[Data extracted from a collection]

++++++

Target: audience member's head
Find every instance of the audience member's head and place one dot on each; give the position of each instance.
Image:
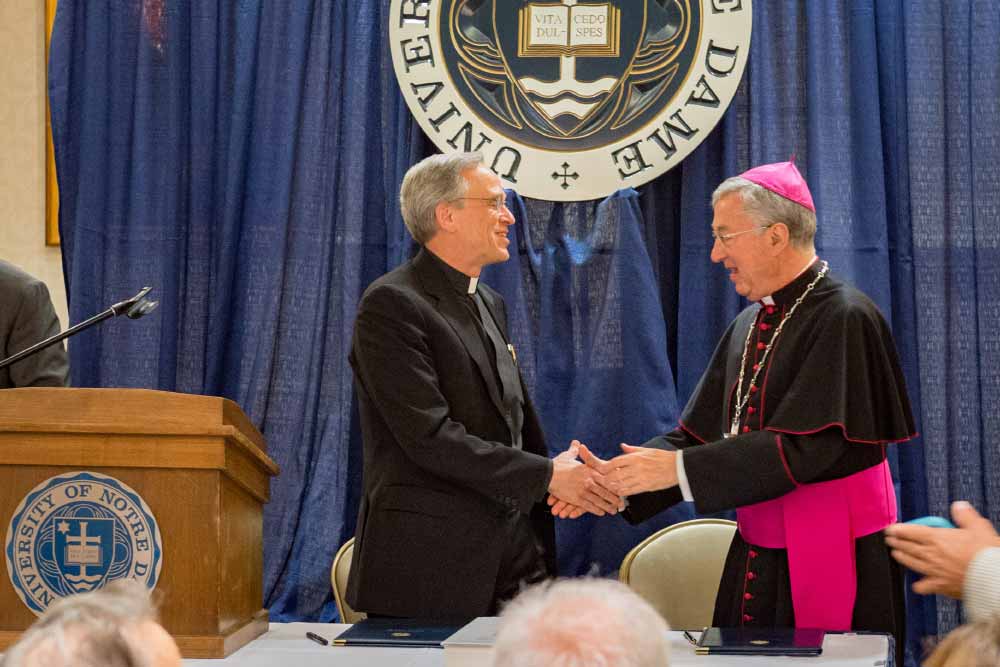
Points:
(580, 623)
(970, 645)
(112, 627)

++++++

Your answer must be a single number: the count of lines above that contain the string "head".

2